== Work to complete ==
Copy out the following data word for word, every line included.

== Supplied entries ==
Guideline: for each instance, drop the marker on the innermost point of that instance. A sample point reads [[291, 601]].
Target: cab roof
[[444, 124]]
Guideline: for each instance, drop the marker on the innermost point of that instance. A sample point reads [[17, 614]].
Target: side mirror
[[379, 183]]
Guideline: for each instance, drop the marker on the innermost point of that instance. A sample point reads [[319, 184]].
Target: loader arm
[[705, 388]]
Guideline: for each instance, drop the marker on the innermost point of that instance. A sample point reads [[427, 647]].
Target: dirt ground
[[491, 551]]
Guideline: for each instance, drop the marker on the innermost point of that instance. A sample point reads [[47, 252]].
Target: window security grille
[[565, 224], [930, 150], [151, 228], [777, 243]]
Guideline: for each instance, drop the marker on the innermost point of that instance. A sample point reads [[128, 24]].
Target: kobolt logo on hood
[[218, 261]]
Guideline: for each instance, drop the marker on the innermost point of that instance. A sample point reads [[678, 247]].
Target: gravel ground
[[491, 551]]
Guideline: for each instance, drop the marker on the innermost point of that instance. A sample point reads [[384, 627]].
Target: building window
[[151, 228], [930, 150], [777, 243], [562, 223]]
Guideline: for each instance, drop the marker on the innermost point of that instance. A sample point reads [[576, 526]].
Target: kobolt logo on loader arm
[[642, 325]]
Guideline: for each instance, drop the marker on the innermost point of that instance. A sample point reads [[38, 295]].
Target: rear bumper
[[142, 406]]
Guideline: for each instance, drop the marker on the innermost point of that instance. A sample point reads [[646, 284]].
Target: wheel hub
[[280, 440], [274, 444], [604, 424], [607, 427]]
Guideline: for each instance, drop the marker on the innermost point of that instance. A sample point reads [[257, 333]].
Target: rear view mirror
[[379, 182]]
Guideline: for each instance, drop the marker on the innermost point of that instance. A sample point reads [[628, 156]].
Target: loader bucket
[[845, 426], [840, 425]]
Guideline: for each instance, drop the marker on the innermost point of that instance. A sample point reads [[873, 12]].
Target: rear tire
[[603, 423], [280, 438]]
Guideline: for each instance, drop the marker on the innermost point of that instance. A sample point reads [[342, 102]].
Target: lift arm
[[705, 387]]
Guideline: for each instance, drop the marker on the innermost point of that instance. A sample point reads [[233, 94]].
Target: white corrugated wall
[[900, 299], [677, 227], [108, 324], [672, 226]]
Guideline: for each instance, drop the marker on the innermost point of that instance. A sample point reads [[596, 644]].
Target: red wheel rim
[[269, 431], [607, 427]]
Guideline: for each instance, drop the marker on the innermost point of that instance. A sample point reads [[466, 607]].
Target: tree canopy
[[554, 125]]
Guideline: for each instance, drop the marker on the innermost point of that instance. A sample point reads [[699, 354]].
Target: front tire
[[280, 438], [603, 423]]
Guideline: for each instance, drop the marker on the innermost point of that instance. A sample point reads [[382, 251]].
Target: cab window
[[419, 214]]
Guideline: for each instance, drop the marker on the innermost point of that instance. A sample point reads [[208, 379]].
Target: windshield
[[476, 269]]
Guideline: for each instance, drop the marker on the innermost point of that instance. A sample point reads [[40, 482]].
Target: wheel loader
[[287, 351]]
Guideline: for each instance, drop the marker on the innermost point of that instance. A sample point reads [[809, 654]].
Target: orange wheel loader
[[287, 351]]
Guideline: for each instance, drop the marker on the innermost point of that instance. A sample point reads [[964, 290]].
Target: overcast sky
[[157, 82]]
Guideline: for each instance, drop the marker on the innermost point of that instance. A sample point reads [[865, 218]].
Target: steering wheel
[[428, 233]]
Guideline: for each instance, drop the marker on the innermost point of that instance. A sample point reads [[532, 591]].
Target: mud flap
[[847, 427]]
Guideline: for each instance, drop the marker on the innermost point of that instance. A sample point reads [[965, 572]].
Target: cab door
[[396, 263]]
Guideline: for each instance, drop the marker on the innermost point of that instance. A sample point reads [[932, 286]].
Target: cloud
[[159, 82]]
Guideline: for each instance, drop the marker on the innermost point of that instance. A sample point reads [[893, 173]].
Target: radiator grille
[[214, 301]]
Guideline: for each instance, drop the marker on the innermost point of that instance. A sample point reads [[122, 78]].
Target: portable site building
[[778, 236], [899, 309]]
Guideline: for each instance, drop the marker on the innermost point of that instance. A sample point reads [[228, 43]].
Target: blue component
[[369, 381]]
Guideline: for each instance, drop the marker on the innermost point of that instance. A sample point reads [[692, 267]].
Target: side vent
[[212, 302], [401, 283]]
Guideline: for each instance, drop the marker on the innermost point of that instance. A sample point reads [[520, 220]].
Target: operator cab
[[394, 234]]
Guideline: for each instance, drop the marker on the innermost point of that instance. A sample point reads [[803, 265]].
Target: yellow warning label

== Correct output ==
Guideline: for each instance, drop the marker on the innermost point of that instance. A sample point reads [[291, 601]].
Target: cab roof
[[444, 124]]
Guideline: for each instance, drop the marker on the innermost point of that instance. A sample point reads [[17, 614]].
Target: side mirror
[[379, 183]]
Guideline: for each instance, drop the marker on the innermost point of that instance. A sample point reads [[319, 184]].
Target: loader arm
[[705, 388]]
Guideline: for each instance, drop the marker on the innermost point of that instance. A sample point reads [[427, 647]].
Target: dirt ground
[[491, 551]]
Guideline: for each instance, drop the marker on the innermost point of that instance. A sample point reads [[47, 252]].
Target: window security grille
[[565, 224], [930, 150], [151, 228], [777, 243]]
Guideline: for each instance, drop the marker on the innermost point of that instance. A sample point reads [[128, 24]].
Target: kobolt logo on hood
[[218, 261]]
Guideline: for each instance, drop the marker on the innermost point of that instance. A sample point reads [[678, 247]].
Target: gravel ground
[[491, 551]]
Guideline: for each instance, drop the marker on the innermost point of that instance. A sample point reads [[384, 627]].
Target: building window
[[151, 228], [930, 150], [777, 243], [562, 223]]
Guideline: for each instance, drop the marker on the innermost point of that instance. A sample point reads [[576, 526]].
Target: kobolt logo on loader arm
[[642, 325]]
Guideline: for each instance, drop the marker on the innermost point of that instance. A sample point reads [[38, 295]].
Target: rear bumper
[[142, 406]]
Guideline: for each instance, drop the marker on the innermost point of that instance. A sample point reads [[646, 284]].
Target: wheel hub
[[280, 440], [274, 444], [604, 424], [607, 427]]
Guideline: for each instance, drop the marker on the innermost point of that instance. A sample point reads [[257, 333]].
Target: rear view mirror
[[379, 182]]
Guideline: for each instance, drop the marker on the innermost point of that instance. A sample point reads [[628, 156]].
Target: loader bucket
[[845, 426], [840, 425]]
Guideline: for each instance, drop the marker on the innermost point of that instance. A sample point reads [[873, 12]].
Target: rear tire
[[603, 423], [280, 438]]
Guideline: for each instance, drop the marker on the innermost point of that instance. A sample point reads [[342, 102]].
Target: lift arm
[[705, 387]]
Guideline: for each instance, drop the marker on the innermost point of that instance. A sample point reads [[233, 94]].
Target: white corrugated wall
[[900, 299], [677, 227], [108, 324], [672, 226]]
Guideline: for each instance, drop the marker on the innermost point of that instance. A sample point reads [[596, 644]].
Target: red wheel rim
[[269, 431], [607, 427]]
Guideline: for each instance, drop the marker on the innermost point of that instance. A sample point reads [[466, 607]].
Target: tree canopy
[[554, 125]]
Guideline: for each instance, drop the marker on the innermost point of that instance. A sample point reads [[699, 354]].
Target: front tire
[[280, 438], [603, 423]]
Guideline: for each instance, drop the marker on the innermost point of that instance. A sample point reads [[382, 251]].
Target: cab window
[[419, 214]]
Guideline: for each instance, drop the marker on the innermost point of that instance. A sample point reads [[208, 379]].
Target: windshield
[[476, 269]]
Guideline: for each instance, drop the marker on the innermost point of that instance. A sample point reads [[40, 482]].
Target: wheel loader
[[287, 351]]
Guideline: for each instance, drop the marker on the innermost point of that instance. A sample point reads [[809, 654]].
Target: orange wheel loader
[[287, 351]]
Guideline: for each instance, drop the marker on the innermost point of that instance. A sample point reads [[964, 290]].
Target: overcast sky
[[157, 82]]
Guideline: for each instance, drop the marker on the innermost point of that instance. A sample point reads [[865, 218]].
Target: steering wheel
[[428, 233]]
Guideline: for each instance, drop the marker on the innermost point of that instance. A sample point reads [[532, 591]].
Target: mud flap
[[847, 427]]
Guideline: for each instance, drop the marker on the innermost point of that instance. A sample point reads [[965, 572]].
Target: cab door
[[396, 263]]
Guideline: for each instance, drop the marker on the innermost point of that instance. A sample point reads [[932, 286]].
Target: cloud
[[159, 82]]
Guideline: for each instance, drop the marker on the innermost point of that instance. A sample point reads [[893, 173]].
Target: radiator grille
[[214, 301]]
Guideline: for each instance, drop the marker on the innermost point of that instance. A sample point reads [[122, 78]].
Target: portable site building
[[778, 236], [899, 309]]
Guideline: for each instance, drop the marker on the innermost point of that instance. A sample point reads [[228, 43]].
Target: blue component
[[369, 381]]
Guideline: for each instance, drop the marker on the innermost point of that instance. A sample point reads [[692, 267]].
Target: side vent
[[212, 302], [401, 283]]
Guideline: for each instance, drop the marker on the innermost point of that instance. A sample point reads [[520, 220]].
Target: operator cab
[[394, 234]]
Guideline: for each instance, drop the marker on the innermost point of that instance. A sample point reads [[803, 265]].
Target: yellow warning label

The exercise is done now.